[Recorded data]
# # #
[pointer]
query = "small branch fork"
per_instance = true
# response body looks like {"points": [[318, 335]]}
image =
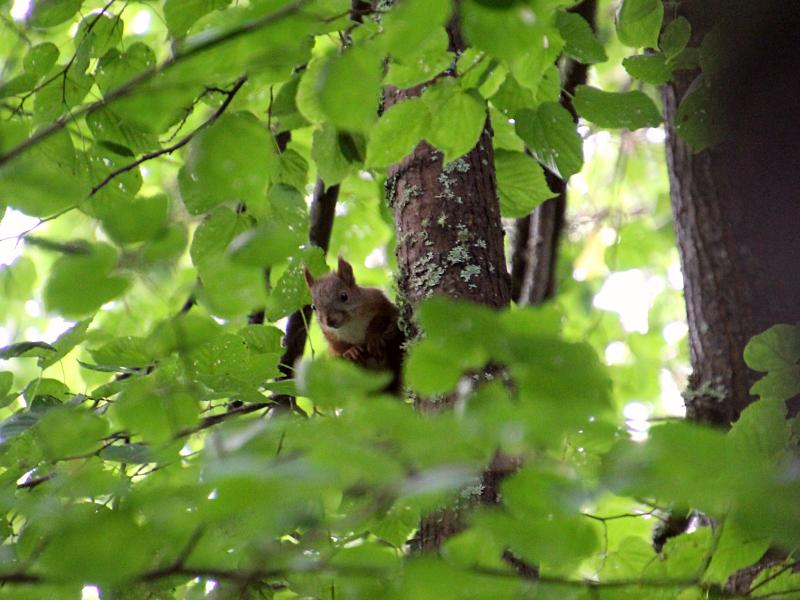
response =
{"points": [[177, 145]]}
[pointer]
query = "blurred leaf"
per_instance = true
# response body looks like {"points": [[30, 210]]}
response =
{"points": [[136, 221], [734, 551], [182, 14], [79, 285], [580, 40], [551, 135], [41, 58], [397, 132], [18, 278], [116, 68], [639, 23], [629, 110], [46, 179], [675, 37], [457, 118], [100, 33], [229, 161], [520, 183], [47, 13], [65, 343], [349, 88], [332, 163], [70, 431], [20, 348], [410, 24], [650, 68], [776, 348]]}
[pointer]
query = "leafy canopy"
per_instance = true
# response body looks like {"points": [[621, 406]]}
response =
{"points": [[147, 143]]}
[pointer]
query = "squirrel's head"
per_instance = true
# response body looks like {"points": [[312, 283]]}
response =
{"points": [[336, 296]]}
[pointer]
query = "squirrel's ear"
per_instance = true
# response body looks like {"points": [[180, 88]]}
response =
{"points": [[345, 272], [309, 277]]}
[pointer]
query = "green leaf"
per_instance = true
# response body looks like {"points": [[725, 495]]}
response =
{"points": [[65, 343], [580, 40], [292, 169], [134, 221], [212, 237], [266, 245], [410, 24], [521, 184], [70, 431], [521, 26], [349, 88], [263, 339], [629, 110], [332, 163], [21, 348], [134, 454], [45, 179], [429, 60], [457, 118], [115, 68], [96, 544], [761, 431], [230, 161], [108, 126], [99, 33], [675, 37], [398, 132], [650, 68], [127, 352], [41, 58], [182, 14], [639, 23], [17, 279], [777, 347], [80, 284], [285, 113], [227, 364], [734, 550], [332, 382], [552, 137], [230, 289], [47, 13], [6, 381], [61, 94]]}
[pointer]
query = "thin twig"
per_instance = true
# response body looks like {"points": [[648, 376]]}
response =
{"points": [[130, 86], [179, 144]]}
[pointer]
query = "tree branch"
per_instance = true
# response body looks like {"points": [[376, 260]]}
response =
{"points": [[132, 84], [177, 145]]}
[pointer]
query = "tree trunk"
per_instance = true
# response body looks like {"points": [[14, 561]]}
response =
{"points": [[449, 241], [735, 205], [537, 236]]}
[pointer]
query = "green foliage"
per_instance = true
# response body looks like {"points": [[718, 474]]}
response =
{"points": [[144, 163]]}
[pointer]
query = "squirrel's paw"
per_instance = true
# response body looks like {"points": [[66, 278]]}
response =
{"points": [[376, 347], [352, 353]]}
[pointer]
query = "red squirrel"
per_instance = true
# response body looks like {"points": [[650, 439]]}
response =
{"points": [[360, 323]]}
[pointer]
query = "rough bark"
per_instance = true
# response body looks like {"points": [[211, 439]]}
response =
{"points": [[321, 215], [537, 236], [735, 205], [449, 241]]}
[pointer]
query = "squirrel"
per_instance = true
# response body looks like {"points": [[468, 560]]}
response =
{"points": [[359, 323]]}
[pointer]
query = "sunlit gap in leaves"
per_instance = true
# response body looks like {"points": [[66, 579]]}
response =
{"points": [[90, 592], [13, 224], [20, 9], [140, 24]]}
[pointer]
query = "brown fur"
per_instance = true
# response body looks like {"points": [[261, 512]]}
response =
{"points": [[359, 323]]}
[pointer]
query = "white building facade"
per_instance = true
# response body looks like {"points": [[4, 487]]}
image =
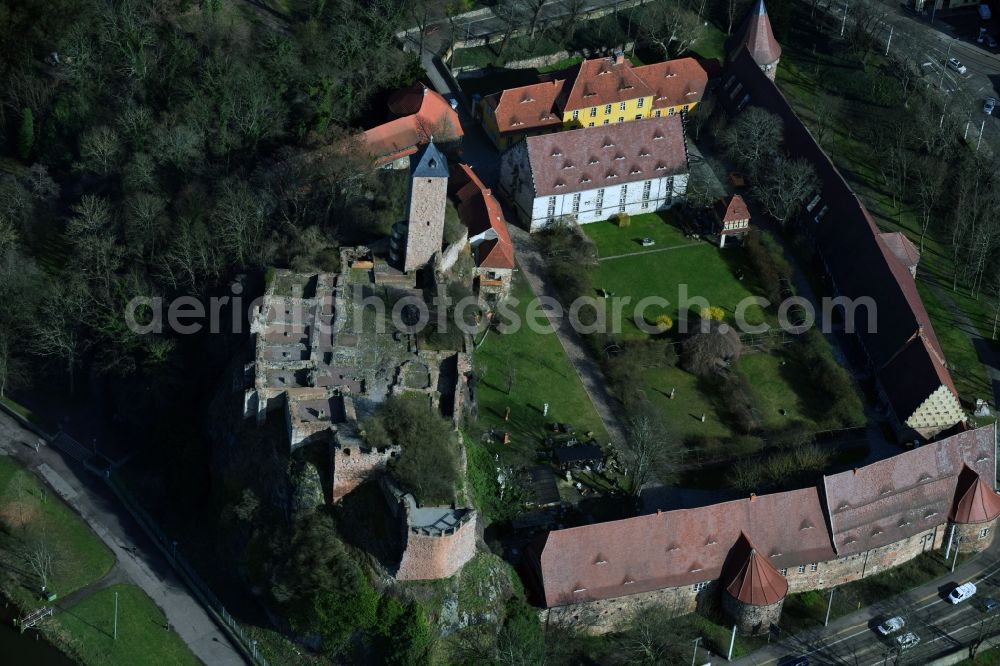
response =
{"points": [[589, 175]]}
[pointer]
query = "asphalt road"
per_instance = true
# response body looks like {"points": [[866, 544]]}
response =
{"points": [[941, 626]]}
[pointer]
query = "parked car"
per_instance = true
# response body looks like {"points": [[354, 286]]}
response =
{"points": [[891, 626], [962, 592]]}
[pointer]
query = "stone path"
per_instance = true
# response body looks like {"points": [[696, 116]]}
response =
{"points": [[533, 268], [659, 249]]}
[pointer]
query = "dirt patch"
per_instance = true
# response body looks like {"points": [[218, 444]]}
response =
{"points": [[17, 514]]}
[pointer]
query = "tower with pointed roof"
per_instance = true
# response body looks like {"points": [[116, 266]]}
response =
{"points": [[416, 239], [758, 38]]}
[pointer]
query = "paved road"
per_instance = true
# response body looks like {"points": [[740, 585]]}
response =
{"points": [[533, 267], [940, 625], [137, 559]]}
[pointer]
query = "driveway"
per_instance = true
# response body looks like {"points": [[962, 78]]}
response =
{"points": [[138, 560]]}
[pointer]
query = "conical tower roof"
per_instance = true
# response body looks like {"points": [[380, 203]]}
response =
{"points": [[750, 577], [429, 163], [975, 501], [758, 38]]}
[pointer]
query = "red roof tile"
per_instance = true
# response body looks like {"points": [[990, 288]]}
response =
{"points": [[400, 137], [975, 500], [481, 213], [605, 81], [749, 576], [674, 82], [527, 107], [681, 547], [593, 157], [904, 495]]}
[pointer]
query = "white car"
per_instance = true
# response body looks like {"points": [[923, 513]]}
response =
{"points": [[891, 626], [961, 593], [956, 64]]}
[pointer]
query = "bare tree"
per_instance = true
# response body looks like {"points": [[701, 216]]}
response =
{"points": [[784, 189], [648, 452]]}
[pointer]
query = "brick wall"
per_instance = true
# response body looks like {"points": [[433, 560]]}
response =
{"points": [[428, 557]]}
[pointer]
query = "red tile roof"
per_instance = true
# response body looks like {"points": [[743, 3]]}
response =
{"points": [[673, 548], [605, 81], [400, 137], [859, 263], [901, 496], [901, 247], [758, 38], [749, 576], [481, 212], [674, 82], [593, 157], [975, 500], [528, 107]]}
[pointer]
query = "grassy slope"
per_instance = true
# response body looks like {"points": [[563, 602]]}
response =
{"points": [[81, 557], [543, 374], [143, 636], [798, 78]]}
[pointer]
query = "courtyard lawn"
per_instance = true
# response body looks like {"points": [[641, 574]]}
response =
{"points": [[700, 271], [143, 633], [541, 374], [31, 515], [612, 240]]}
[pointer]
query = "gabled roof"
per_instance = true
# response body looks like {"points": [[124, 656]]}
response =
{"points": [[604, 81], [975, 500], [860, 264], [758, 38], [400, 137], [904, 495], [594, 157], [901, 247], [528, 107], [482, 214], [736, 210], [749, 576], [674, 82], [674, 548], [430, 163]]}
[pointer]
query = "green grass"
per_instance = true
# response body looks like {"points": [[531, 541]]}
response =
{"points": [[611, 240], [81, 558], [542, 374], [143, 636]]}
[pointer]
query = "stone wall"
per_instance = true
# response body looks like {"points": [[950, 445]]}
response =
{"points": [[352, 465], [750, 619], [429, 556]]}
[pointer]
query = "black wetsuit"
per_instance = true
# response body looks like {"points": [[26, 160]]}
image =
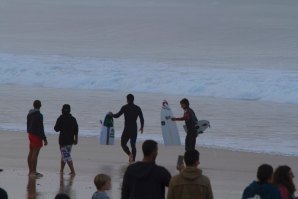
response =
{"points": [[68, 127], [131, 113]]}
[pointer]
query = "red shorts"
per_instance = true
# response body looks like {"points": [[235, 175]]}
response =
{"points": [[35, 141]]}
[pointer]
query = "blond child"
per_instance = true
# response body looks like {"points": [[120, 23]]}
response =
{"points": [[102, 183]]}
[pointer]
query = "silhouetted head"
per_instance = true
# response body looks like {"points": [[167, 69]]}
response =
{"points": [[191, 157], [37, 104], [130, 98], [265, 173], [102, 181], [184, 103], [150, 149], [62, 196], [65, 109]]}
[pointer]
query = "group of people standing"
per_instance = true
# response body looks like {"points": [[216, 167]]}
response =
{"points": [[272, 184], [66, 124], [146, 180], [143, 179]]}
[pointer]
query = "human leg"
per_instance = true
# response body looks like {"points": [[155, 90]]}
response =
{"points": [[133, 140], [190, 141], [71, 167], [34, 159], [29, 160], [124, 140], [66, 159]]}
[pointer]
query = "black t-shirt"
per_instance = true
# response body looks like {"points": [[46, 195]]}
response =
{"points": [[68, 127]]}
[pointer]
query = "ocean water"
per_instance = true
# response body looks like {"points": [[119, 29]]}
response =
{"points": [[260, 128], [240, 83]]}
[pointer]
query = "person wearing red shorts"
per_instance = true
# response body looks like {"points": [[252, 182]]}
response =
{"points": [[36, 137]]}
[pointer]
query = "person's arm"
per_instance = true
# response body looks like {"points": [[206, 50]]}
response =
{"points": [[170, 191], [125, 187], [183, 118], [118, 114], [76, 130], [42, 130], [209, 191], [141, 120], [57, 126]]}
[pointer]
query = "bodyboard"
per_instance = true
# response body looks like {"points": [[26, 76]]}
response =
{"points": [[107, 132], [169, 128], [201, 126]]}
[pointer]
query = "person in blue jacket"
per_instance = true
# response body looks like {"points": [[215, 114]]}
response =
{"points": [[263, 188]]}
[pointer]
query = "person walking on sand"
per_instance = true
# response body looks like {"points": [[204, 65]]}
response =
{"points": [[36, 135], [190, 121], [145, 179], [283, 179], [131, 113], [68, 127], [263, 187], [102, 183], [190, 183]]}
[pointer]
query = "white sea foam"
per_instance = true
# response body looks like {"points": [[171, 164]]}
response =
{"points": [[244, 83]]}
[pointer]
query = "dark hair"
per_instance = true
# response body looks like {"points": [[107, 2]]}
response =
{"points": [[264, 172], [3, 194], [101, 180], [281, 177], [191, 157], [148, 147], [66, 109], [62, 196], [184, 101], [37, 104], [130, 98]]}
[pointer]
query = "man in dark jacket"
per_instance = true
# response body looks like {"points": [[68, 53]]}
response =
{"points": [[262, 188], [68, 127], [190, 119], [36, 137], [190, 183], [131, 113], [145, 179]]}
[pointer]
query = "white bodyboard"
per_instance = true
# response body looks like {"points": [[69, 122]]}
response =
{"points": [[169, 128], [107, 134], [201, 126]]}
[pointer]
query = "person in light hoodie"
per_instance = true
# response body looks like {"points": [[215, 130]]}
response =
{"points": [[263, 187], [190, 183]]}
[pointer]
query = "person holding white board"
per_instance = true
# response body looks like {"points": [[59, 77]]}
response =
{"points": [[190, 119], [131, 113]]}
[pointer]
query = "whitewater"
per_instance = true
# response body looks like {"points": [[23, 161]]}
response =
{"points": [[241, 83]]}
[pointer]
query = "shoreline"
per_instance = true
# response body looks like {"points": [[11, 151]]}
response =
{"points": [[235, 125], [229, 171]]}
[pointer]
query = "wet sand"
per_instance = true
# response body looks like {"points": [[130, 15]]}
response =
{"points": [[229, 171]]}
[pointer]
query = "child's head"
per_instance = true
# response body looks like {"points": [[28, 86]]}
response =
{"points": [[102, 182]]}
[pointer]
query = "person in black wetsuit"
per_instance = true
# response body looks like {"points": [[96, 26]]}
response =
{"points": [[190, 119], [131, 113], [67, 125]]}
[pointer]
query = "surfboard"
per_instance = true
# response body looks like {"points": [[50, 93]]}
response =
{"points": [[201, 126], [169, 128], [107, 132]]}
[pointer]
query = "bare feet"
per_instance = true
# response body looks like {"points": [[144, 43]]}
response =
{"points": [[130, 159], [35, 174], [72, 173]]}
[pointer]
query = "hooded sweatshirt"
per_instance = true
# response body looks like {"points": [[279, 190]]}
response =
{"points": [[35, 123], [190, 184], [145, 180], [263, 190]]}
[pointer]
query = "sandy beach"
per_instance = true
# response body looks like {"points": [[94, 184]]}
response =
{"points": [[219, 34], [229, 171]]}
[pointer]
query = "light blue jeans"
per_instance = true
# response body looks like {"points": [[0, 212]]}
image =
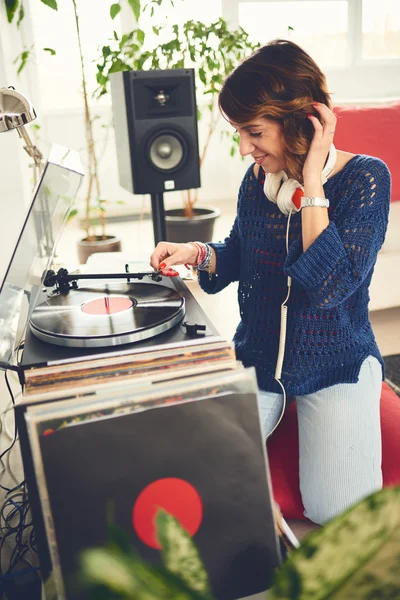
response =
{"points": [[340, 446]]}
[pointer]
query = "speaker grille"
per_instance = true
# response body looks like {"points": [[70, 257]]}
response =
{"points": [[167, 151]]}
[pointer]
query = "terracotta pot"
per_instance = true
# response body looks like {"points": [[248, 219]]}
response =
{"points": [[98, 244], [181, 229]]}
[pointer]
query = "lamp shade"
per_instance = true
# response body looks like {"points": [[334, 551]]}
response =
{"points": [[15, 110]]}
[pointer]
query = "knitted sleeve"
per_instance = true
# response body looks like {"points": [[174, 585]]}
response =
{"points": [[227, 258], [342, 256]]}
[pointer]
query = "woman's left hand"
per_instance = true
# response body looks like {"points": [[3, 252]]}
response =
{"points": [[323, 137]]}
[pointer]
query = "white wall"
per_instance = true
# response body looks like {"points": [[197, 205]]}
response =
{"points": [[16, 182]]}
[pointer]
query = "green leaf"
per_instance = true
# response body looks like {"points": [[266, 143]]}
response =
{"points": [[51, 3], [135, 6], [180, 554], [11, 8], [23, 57], [108, 568], [106, 51], [72, 213], [117, 65], [140, 36], [132, 577], [202, 75], [114, 10], [356, 555], [21, 15]]}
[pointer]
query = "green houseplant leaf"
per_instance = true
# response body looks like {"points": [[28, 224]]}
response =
{"points": [[51, 3], [356, 556], [135, 5], [114, 10], [180, 555], [130, 577], [11, 8]]}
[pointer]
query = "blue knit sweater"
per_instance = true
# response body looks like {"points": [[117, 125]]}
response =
{"points": [[328, 330]]}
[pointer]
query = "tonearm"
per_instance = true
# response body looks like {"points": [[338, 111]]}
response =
{"points": [[65, 281]]}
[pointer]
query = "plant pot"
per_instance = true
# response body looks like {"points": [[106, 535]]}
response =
{"points": [[181, 229], [98, 244]]}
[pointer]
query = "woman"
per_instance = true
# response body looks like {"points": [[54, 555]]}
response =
{"points": [[278, 102]]}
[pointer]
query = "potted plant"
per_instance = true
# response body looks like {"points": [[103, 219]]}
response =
{"points": [[213, 50], [355, 556]]}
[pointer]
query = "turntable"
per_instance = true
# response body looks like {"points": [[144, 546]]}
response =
{"points": [[65, 317]]}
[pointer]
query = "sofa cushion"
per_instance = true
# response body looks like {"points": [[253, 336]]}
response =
{"points": [[392, 239], [372, 130], [283, 454]]}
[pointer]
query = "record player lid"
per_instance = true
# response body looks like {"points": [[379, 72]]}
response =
{"points": [[42, 221]]}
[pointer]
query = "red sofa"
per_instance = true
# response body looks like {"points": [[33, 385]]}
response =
{"points": [[283, 454], [375, 130]]}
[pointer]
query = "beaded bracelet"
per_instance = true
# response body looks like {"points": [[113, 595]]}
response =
{"points": [[206, 262], [204, 256]]}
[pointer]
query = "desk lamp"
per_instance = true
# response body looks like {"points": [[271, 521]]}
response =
{"points": [[15, 112]]}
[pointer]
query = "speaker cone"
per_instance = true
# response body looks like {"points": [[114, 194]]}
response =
{"points": [[167, 150]]}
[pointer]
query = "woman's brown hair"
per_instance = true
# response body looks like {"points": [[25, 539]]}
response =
{"points": [[279, 81]]}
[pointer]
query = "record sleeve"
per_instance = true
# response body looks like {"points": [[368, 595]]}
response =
{"points": [[202, 434]]}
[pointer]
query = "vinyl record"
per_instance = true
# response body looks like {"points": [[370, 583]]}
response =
{"points": [[107, 315]]}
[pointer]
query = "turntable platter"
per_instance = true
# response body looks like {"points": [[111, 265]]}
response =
{"points": [[107, 315]]}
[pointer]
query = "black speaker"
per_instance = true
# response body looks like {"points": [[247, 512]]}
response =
{"points": [[155, 119]]}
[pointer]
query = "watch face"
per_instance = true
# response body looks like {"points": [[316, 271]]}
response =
{"points": [[314, 201]]}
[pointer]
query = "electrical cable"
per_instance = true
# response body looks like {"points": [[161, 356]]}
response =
{"points": [[282, 336]]}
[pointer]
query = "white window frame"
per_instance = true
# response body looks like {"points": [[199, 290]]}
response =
{"points": [[380, 78]]}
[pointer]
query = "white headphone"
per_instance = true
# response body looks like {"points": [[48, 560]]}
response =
{"points": [[287, 193]]}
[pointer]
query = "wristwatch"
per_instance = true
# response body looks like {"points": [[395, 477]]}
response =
{"points": [[314, 201]]}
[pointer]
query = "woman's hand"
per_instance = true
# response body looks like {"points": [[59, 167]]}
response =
{"points": [[167, 254], [321, 143]]}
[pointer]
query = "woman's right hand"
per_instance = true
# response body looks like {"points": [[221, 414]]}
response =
{"points": [[168, 254]]}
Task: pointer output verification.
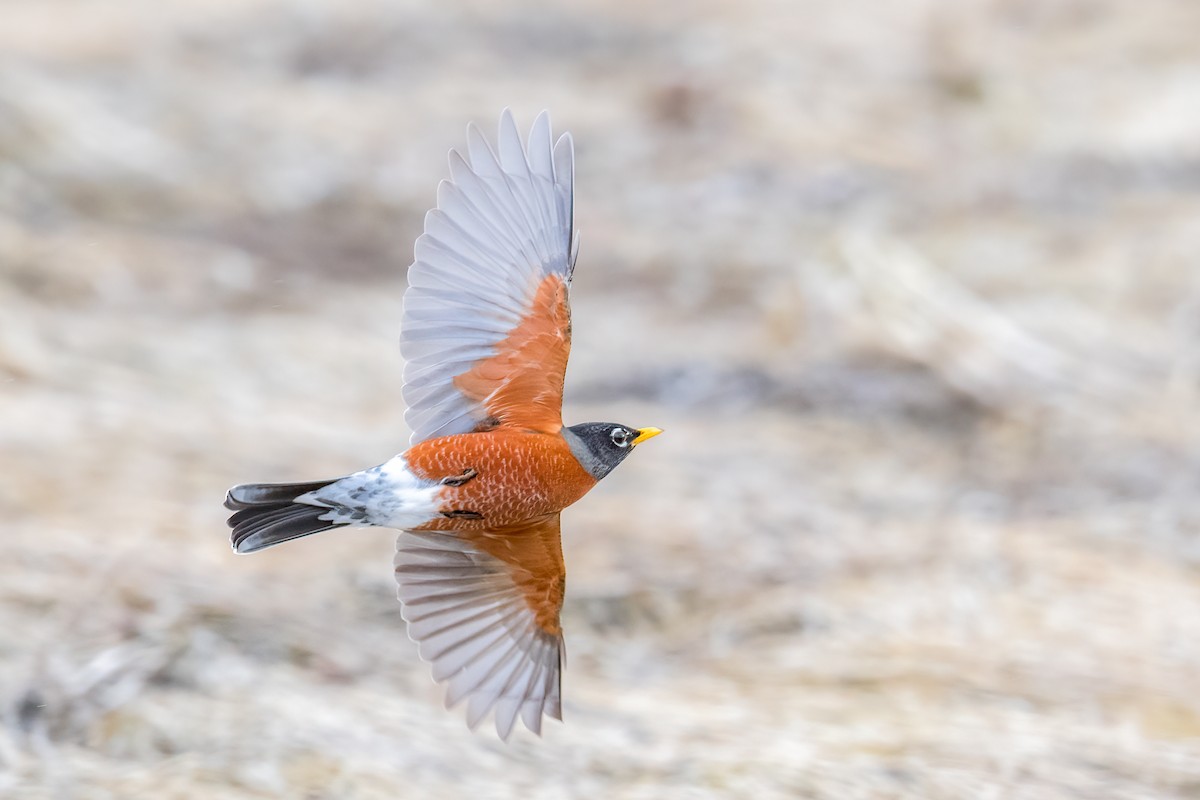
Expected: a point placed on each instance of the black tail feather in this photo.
(259, 494)
(267, 513)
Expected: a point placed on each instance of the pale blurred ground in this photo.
(913, 287)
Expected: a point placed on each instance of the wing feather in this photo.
(486, 329)
(484, 608)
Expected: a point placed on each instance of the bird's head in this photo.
(600, 446)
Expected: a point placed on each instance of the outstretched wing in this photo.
(484, 608)
(486, 328)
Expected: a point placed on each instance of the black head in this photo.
(600, 446)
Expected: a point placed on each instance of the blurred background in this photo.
(912, 287)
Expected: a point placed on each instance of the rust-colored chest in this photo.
(517, 476)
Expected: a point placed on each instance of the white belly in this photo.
(388, 495)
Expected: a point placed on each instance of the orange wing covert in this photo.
(521, 386)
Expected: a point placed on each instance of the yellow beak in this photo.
(647, 433)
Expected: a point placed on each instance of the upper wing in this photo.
(484, 608)
(486, 328)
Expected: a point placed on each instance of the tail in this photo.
(267, 513)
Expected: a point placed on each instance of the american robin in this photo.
(485, 336)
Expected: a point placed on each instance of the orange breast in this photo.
(519, 476)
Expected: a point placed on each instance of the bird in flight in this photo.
(485, 337)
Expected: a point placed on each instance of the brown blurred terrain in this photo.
(912, 287)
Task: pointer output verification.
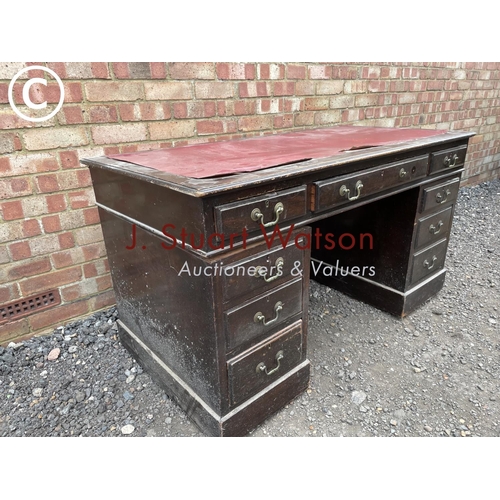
# # #
**Work instructions**: Copy each line of the entries in which the string "tree" is found.

**Result**:
query = "tree branch"
query = "tree trunk"
query = "bare tree"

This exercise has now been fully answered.